**What you are asked to do:** Copy out the records below exactly as they appear.

**Provided entries:**
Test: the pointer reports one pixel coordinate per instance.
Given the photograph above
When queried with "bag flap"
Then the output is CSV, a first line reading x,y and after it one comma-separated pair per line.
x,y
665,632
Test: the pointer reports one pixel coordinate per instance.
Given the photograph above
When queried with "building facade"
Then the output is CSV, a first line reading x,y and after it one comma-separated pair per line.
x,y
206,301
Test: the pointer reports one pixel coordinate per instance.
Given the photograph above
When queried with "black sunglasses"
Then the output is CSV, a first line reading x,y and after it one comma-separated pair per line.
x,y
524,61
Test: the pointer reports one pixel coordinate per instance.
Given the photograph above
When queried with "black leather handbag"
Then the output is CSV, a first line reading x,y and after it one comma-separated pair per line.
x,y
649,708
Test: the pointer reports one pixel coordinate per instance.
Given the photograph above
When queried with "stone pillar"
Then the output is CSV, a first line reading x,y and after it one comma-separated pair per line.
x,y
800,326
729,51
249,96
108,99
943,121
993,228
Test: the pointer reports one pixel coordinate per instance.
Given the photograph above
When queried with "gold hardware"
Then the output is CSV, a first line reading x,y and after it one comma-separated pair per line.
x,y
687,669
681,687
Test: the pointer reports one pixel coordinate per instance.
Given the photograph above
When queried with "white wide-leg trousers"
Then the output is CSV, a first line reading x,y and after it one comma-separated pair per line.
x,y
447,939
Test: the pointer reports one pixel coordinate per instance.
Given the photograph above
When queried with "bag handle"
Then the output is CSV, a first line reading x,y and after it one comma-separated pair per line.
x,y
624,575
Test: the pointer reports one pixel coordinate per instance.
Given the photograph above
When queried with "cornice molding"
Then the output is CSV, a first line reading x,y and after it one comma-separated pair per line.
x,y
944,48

**Answer section:**
Test: the pointer reports one pixel coordinate per instance.
Given the photograph above
When queried with "bag flap"
Then the output is CSV, a first line reading x,y and after it one comma-separated pair per line.
x,y
665,632
Test: the pointer reports one pixel coordinate per instance.
Given the photograph above
When queried with "building facade"
Then the output is CSV, a first line reading x,y and after it one comma-separated pair per line.
x,y
206,301
Test: the pointer reports one pixel coordinate per instance.
Given the photograph above
When queried with "black sunglasses"
Then the output is CSV, a first line reading x,y and after it one comma-separated pair per line.
x,y
524,61
Test: the pointer reports one pixel coordinate per instance.
Given the photograph above
When queried with "black leather handbag"
Then the output is CSV, a first line reading x,y and after it one comma-separated pair per line.
x,y
649,708
Test: the pointer reports one pixel coordinate per instance.
Given the photograph above
When queried with "stone pillar"
Then the output is CSV, a first line reading x,y and after it one comma-separated pair per line.
x,y
800,326
729,51
249,96
108,99
943,121
993,228
Test: the pointer reports one pixel coordinate per instance.
Given the photograph above
When queried with "gold hardware"
Then the output is CSV, a first line reading x,y and after it one comma-separated pair per line.
x,y
687,669
681,687
Test: the pointer reports one pixel coordinate per instance.
Given the photograph above
When queried with "white wide-leg trousers"
Then the output is CSV, a first line reading x,y and after it one comma-separated pair per line.
x,y
447,939
Test: the pointer reports one pixel coordinate per instance.
Given the photograph above
When queried with "bag handle"
Then the output is CSV, a first line reading x,y and after it one comma-separated pair per line.
x,y
624,575
Test: the pointer reports one pixel coordinate per instance.
Given the photograph above
When queried with "cornice molding"
Then the output is CSV, a first line reading x,y and after it one comma-separated pair per line.
x,y
944,48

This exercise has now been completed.